Given instruction
Lay out the data below as a Markdown table with the columns "No." and "Line," giving each non-blank line its own numbered row. Omit the images from the table.

Data provided
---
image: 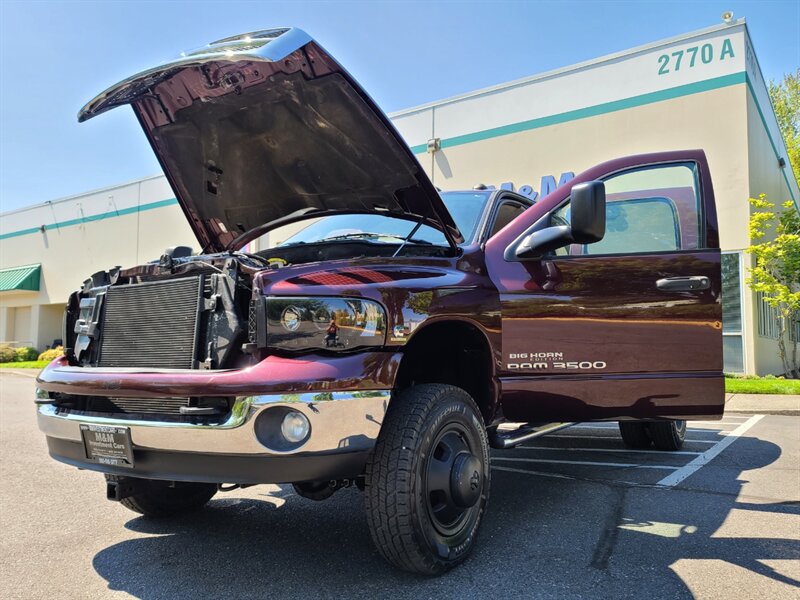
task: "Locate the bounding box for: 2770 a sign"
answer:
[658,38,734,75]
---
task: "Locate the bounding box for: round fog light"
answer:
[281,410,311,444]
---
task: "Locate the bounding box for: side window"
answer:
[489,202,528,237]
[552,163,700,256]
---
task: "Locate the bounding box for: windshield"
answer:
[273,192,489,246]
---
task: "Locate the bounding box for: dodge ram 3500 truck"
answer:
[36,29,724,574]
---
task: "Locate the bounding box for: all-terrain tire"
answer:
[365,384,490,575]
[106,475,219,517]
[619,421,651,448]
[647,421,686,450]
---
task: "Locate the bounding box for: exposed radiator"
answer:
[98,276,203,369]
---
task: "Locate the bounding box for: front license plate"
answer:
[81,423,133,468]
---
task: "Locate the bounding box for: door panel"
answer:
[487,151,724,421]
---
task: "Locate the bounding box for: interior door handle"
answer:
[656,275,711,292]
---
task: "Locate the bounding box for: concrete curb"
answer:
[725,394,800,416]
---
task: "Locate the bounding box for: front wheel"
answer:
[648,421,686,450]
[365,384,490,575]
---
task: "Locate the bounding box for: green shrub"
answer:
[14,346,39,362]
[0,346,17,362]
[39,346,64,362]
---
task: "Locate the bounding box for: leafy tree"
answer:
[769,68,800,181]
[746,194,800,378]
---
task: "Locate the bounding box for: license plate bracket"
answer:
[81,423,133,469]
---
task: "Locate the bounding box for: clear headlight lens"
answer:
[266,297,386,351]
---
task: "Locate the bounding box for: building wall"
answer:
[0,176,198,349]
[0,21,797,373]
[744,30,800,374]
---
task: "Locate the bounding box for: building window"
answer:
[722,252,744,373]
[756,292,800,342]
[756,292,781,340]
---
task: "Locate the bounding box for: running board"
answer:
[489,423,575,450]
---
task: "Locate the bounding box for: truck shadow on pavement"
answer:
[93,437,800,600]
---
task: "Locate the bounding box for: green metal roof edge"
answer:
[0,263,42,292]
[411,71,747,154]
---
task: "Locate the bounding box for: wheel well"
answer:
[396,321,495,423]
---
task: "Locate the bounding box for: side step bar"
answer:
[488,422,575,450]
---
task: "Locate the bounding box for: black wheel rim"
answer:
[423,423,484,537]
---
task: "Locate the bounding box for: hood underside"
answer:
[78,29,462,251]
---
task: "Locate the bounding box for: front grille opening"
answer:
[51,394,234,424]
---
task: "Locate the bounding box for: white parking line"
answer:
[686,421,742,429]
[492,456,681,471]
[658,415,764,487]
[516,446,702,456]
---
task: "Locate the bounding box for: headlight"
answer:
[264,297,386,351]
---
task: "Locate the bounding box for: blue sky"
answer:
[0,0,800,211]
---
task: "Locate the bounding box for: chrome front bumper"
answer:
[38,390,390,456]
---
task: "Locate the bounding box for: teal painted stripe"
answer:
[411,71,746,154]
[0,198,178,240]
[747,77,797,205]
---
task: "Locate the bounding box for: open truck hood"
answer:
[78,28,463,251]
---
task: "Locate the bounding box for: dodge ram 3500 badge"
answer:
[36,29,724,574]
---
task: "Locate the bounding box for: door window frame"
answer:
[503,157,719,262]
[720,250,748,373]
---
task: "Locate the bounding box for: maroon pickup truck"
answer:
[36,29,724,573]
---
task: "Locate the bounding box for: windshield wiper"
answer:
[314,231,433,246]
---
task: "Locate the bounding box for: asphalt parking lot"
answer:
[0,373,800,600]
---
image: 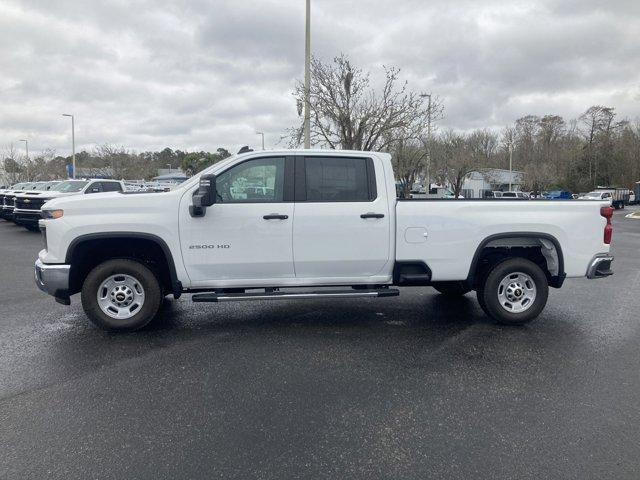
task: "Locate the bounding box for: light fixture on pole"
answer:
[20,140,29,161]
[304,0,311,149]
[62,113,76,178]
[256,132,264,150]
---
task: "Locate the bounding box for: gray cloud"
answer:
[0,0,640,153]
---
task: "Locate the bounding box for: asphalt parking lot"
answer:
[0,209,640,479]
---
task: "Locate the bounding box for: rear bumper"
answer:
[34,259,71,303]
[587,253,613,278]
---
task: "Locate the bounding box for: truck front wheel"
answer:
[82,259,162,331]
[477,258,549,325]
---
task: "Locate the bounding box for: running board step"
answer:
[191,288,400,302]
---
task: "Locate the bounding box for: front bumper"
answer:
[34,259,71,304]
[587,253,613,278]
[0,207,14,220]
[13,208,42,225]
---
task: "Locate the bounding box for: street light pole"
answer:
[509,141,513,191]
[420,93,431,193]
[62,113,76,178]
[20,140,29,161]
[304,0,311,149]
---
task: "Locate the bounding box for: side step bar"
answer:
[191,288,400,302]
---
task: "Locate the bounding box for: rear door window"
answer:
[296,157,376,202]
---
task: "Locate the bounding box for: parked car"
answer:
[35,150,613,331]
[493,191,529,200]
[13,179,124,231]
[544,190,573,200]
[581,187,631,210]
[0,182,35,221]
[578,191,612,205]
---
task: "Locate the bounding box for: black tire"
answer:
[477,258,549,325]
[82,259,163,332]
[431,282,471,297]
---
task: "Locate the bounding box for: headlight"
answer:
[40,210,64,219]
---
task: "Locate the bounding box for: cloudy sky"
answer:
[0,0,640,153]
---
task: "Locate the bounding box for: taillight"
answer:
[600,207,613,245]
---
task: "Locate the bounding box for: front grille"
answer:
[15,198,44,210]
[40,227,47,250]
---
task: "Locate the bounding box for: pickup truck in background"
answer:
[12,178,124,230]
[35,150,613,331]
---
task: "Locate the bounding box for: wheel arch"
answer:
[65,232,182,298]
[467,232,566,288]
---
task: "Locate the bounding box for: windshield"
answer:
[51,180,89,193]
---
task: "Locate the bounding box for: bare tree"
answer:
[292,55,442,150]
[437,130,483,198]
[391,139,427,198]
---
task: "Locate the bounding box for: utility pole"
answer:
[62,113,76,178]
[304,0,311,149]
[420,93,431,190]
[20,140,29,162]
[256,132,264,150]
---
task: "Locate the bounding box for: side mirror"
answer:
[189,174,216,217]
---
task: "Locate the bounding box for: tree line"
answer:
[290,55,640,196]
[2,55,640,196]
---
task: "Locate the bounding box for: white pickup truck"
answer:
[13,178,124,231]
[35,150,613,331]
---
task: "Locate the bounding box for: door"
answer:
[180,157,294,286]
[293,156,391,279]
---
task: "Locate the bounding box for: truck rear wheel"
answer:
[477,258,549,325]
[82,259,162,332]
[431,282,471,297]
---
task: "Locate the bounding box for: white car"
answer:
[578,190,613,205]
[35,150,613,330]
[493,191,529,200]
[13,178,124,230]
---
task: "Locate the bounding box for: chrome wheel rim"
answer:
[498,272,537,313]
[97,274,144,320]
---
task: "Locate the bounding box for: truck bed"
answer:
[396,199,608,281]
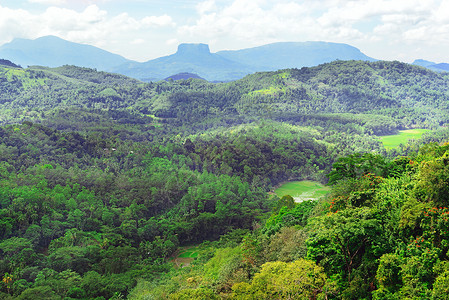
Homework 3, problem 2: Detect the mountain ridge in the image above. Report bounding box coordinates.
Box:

Response to the task
| No. | Line |
|---|---|
| 1 | --- |
| 2 | image:  |
| 3 | task: "Locate the bounding box for: 2770 a sign" |
| 4 | answer: |
| 5 | [658,38,734,75] |
| 6 | --- |
| 7 | task: "Locate the bounding box for: round fog light" |
| 8 | answer: |
| 9 | [281,410,311,444] |
| 10 | --- |
| 11 | task: "Locate the bounding box for: side window" |
| 12 | answer: |
| 13 | [489,202,528,237] |
| 14 | [552,163,700,256] |
| 15 | --- |
| 16 | task: "Locate the bounding box for: windshield" |
| 17 | answer: |
| 18 | [273,192,489,246] |
| 19 | --- |
| 20 | task: "Locate the bounding box for: dodge ram 3500 truck" |
| 21 | answer: |
| 22 | [36,29,724,574] |
| 23 | --- |
| 24 | task: "Locate the bounding box for: all-terrain tire" |
| 25 | answer: |
| 26 | [365,384,490,575] |
| 27 | [106,475,219,517] |
| 28 | [619,421,651,448] |
| 29 | [647,421,686,450] |
| 30 | --- |
| 31 | task: "Locate the bounding box for: exposed radiator" |
| 32 | answer: |
| 33 | [98,276,203,369] |
| 34 | --- |
| 35 | task: "Locate the bounding box for: front license plate" |
| 36 | answer: |
| 37 | [81,423,133,468] |
| 38 | --- |
| 39 | task: "Locate the bounding box for: door panel" |
| 40 | answer: |
| 41 | [487,151,724,421] |
| 42 | --- |
| 43 | task: "Locate the bounding box for: interior door handle" |
| 44 | answer: |
| 45 | [656,275,711,292] |
| 46 | --- |
| 47 | task: "Locate the bounding box for: concrete curb" |
| 48 | answer: |
| 49 | [725,394,800,416] |
| 50 | --- |
| 51 | task: "Locate the bounding box for: front wheel" |
| 52 | answer: |
| 53 | [648,421,686,450] |
| 54 | [365,384,490,575] |
| 55 | --- |
| 56 | task: "Locate the bounding box for: green shrub" |
| 57 | answer: |
| 58 | [14,346,39,362] |
| 59 | [0,346,17,362] |
| 60 | [39,346,64,362] |
| 61 | --- |
| 62 | task: "Locate the bounding box for: leafy tree" |
| 63 | answer: |
| 64 | [769,68,800,181] |
| 65 | [746,194,800,378] |
| 66 | --- |
| 67 | task: "Locate the bounding box for: license plate bracket" |
| 68 | answer: |
| 69 | [81,423,133,469] |
| 70 | --- |
| 71 | task: "Locate the bounding box for: clear headlight lens" |
| 72 | answer: |
| 73 | [266,297,386,351] |
| 74 | --- |
| 75 | task: "Locate the bounding box for: building wall" |
| 76 | answer: |
| 77 | [0,176,198,349] |
| 78 | [0,21,797,373] |
| 79 | [744,30,800,374] |
| 80 | --- |
| 81 | task: "Locate the bounding box for: building window" |
| 82 | answer: |
| 83 | [722,252,744,373] |
| 84 | [756,292,800,342] |
| 85 | [756,292,781,340] |
| 86 | --- |
| 87 | task: "Locate the bounding box for: running board" |
| 88 | answer: |
| 89 | [489,423,575,450] |
| 90 | --- |
| 91 | task: "Locate the bounding box for: truck shadow on pavement" |
| 92 | answer: |
| 93 | [93,437,800,600] |
| 94 | --- |
| 95 | task: "Locate the bounding box for: green metal roof edge" |
| 96 | answer: |
| 97 | [0,263,42,292] |
| 98 | [411,71,747,154] |
| 99 | --- |
| 100 | task: "Locate the bounding box for: wheel well" |
| 101 | answer: |
| 102 | [396,321,495,423] |
| 103 | --- |
| 104 | task: "Locate the bounding box for: side step bar" |
| 105 | answer: |
| 106 | [488,422,575,450] |
| 107 | --- |
| 108 | task: "Locate the bounding box for: black wheel rim" |
| 109 | answer: |
| 110 | [423,423,484,537] |
| 111 | --- |
| 112 | task: "Locate the bounding box for: hood underside" |
| 113 | answer: |
| 114 | [78,29,462,251] |
| 115 | --- |
| 116 | task: "Locate the bounding box for: front grille opening" |
| 117 | answer: |
| 118 | [51,394,234,424] |
| 119 | --- |
| 120 | task: "Locate the bounding box for: white parking line" |
| 121 | answer: |
| 122 | [686,421,742,429] |
| 123 | [492,456,681,471] |
| 124 | [658,415,764,487] |
| 125 | [516,446,702,456] |
| 126 | --- |
| 127 | task: "Locate the bounding box for: headlight" |
| 128 | answer: |
| 129 | [264,297,386,351] |
| 130 | --- |
| 131 | task: "Locate the bounding box for: blue sky" |
| 132 | answer: |
| 133 | [0,0,800,211] |
| 134 | --- |
| 135 | task: "Locate the bounding box for: chrome front bumper" |
| 136 | answer: |
| 137 | [38,390,390,456] |
| 138 | --- |
| 139 | task: "Locate the bounding box for: teal painted stripe" |
| 140 | answer: |
| 141 | [411,71,746,154] |
| 142 | [0,198,178,240] |
| 143 | [747,77,797,205] |
| 144 | --- |
| 145 | task: "Locate the bounding box for: open truck hood" |
| 146 | answer: |
| 147 | [78,28,463,251] |
| 148 | --- |
| 149 | task: "Locate the bounding box for: dodge ram 3500 badge" |
| 150 | answer: |
| 151 | [36,29,724,574] |
| 152 | --- |
| 153 | task: "Locate the bounding box for: door window frame" |
| 154 | answer: |
| 155 | [503,157,719,262] |
| 156 | [720,250,748,373] |
| 157 | --- |
| 158 | task: "Locate the bounding box for: maroon pickup truck" |
| 159 | answer: |
| 160 | [36,29,724,573] |
| 161 | --- |
| 162 | task: "Locate the bounding box for: windshield wiper" |
| 163 | answer: |
| 164 | [314,231,433,246] |
| 165 | --- |
| 166 | task: "Locate the bounding box for: asphalt parking lot" |
| 167 | answer: |
| 168 | [0,373,800,600] |
| 169 | --- |
| 170 | image:  |
| 171 | task: "Locate the bounding box for: light fixture on pole" |
| 172 | answer: |
| 173 | [20,140,29,161] |
| 174 | [304,0,311,149] |
| 175 | [62,113,76,178] |
| 176 | [256,132,264,150] |
| 177 | --- |
| 178 | task: "Locate the bounding box for: gray cloud" |
| 179 | answer: |
| 180 | [0,0,640,153] |
| 181 | --- |
| 182 | task: "Locate the bounding box for: asphalt parking lot" |
| 183 | answer: |
| 184 | [0,209,640,479] |
| 185 | --- |
| 186 | task: "Locate the bounding box for: rear bumper" |
| 187 | answer: |
| 188 | [34,259,71,303] |
| 189 | [587,253,613,278] |
| 190 | --- |
| 191 | task: "Locate the bounding box for: truck front wheel" |
| 192 | answer: |
| 193 | [82,259,162,331] |
| 194 | [477,258,549,325] |
| 195 | --- |
| 196 | task: "Locate the bounding box for: running board step" |
| 197 | answer: |
| 198 | [191,288,400,302] |
| 199 | --- |
| 200 | task: "Locate the bounding box for: front bumper" |
| 201 | answer: |
| 202 | [34,259,71,304] |
| 203 | [587,253,613,278] |
| 204 | [0,207,14,220] |
| 205 | [13,208,42,225] |
| 206 | --- |
| 207 | task: "Locate the bounding box for: street light pole" |
| 208 | answer: |
| 209 | [509,141,513,191] |
| 210 | [420,93,431,193] |
| 211 | [62,113,76,178] |
| 212 | [20,140,29,161] |
| 213 | [304,0,311,149] |
| 214 | --- |
| 215 | task: "Locate the bounding box for: side step bar" |
| 216 | answer: |
| 217 | [191,288,400,302] |
| 218 | --- |
| 219 | task: "Locate the bounding box for: rear door window" |
| 220 | answer: |
| 221 | [296,157,376,202] |
| 222 | --- |
| 223 | task: "Locate the bounding box for: parked car" |
| 224 | answer: |
| 225 | [35,150,613,331] |
| 226 | [493,191,529,200] |
| 227 | [13,179,124,231] |
| 228 | [544,190,573,200] |
| 229 | [581,187,631,210] |
| 230 | [0,182,35,221] |
| 231 | [578,191,612,205] |
| 232 | --- |
| 233 | task: "Locate the bounding box for: black tire" |
| 234 | answer: |
| 235 | [477,258,549,325] |
| 236 | [82,259,163,332] |
| 237 | [431,282,471,297] |
| 238 | --- |
| 239 | task: "Locate the bounding box for: headlight" |
| 240 | answer: |
| 241 | [40,210,64,219] |
| 242 | --- |
| 243 | task: "Locate the bounding box for: cloudy sky" |
| 244 | answer: |
| 245 | [0,0,640,153] |
| 246 | --- |
| 247 | task: "Locate the bounding box for: taillight" |
| 248 | answer: |
| 249 | [600,207,613,245] |
| 250 | --- |
| 251 | task: "Locate the bounding box for: front grille" |
| 252 | answer: |
| 253 | [15,198,44,210] |
| 254 | [40,227,47,250] |
| 255 | --- |
| 256 | task: "Locate the bounding box for: pickup truck in background" |
| 257 | answer: |
| 258 | [12,178,124,230] |
| 259 | [35,150,613,331] |
| 260 | --- |
| 261 | task: "Locate the bounding box for: wheel arch" |
| 262 | answer: |
| 263 | [65,232,182,298] |
| 264 | [467,232,566,288] |
| 265 | --- |
| 266 | task: "Locate the bounding box for: windshield" |
| 267 | answer: |
| 268 | [51,180,89,193] |
| 269 | --- |
| 270 | task: "Locate the bounding box for: bare tree" |
| 271 | answer: |
| 272 | [292,55,442,150] |
| 273 | [437,130,483,198] |
| 274 | [391,139,427,198] |
| 275 | --- |
| 276 | task: "Locate the bounding box for: utility pole" |
| 277 | answer: |
| 278 | [62,113,76,178] |
| 279 | [304,0,311,149] |
| 280 | [420,93,431,190] |
| 281 | [20,140,29,162] |
| 282 | [256,132,264,150] |
| 283 | --- |
| 284 | task: "Locate the bounding box for: side mirror" |
| 285 | answer: |
| 286 | [189,174,216,217] |
| 287 | --- |
| 288 | task: "Locate the bounding box for: tree line" |
| 289 | answer: |
| 290 | [290,55,640,196] |
| 291 | [2,55,640,196] |
| 292 | --- |
| 293 | task: "Locate the bounding box for: white pickup truck" |
| 294 | answer: |
| 295 | [13,178,124,231] |
| 296 | [35,150,613,331] |
| 297 | --- |
| 298 | task: "Locate the bounding box for: door" |
| 299 | answer: |
| 300 | [180,157,294,286] |
| 301 | [293,156,391,279] |
| 302 | --- |
| 303 | task: "Locate the bounding box for: truck rear wheel" |
| 304 | answer: |
| 305 | [477,258,549,325] |
| 306 | [82,259,162,332] |
| 307 | [431,282,471,297] |
| 308 | --- |
| 309 | task: "Locate the bounding box for: white car" |
| 310 | answer: |
| 311 | [578,190,613,205] |
| 312 | [35,150,613,330] |
| 313 | [493,191,529,200] |
| 314 | [13,178,124,230] |
| 315 | --- |
| 316 | task: "Locate the bounding box for: chrome wheel rim" |
| 317 | answer: |
| 318 | [498,272,537,313] |
| 319 | [97,274,144,320] |
| 320 | --- |
| 321 | task: "Locate the bounding box for: truck bed" |
| 322 | answer: |
| 323 | [396,199,608,281] |
| 324 | Homework 3, problem 2: Detect the mountain ridge in the image above. Report bounding box coordinates. |
| 325 | Box: |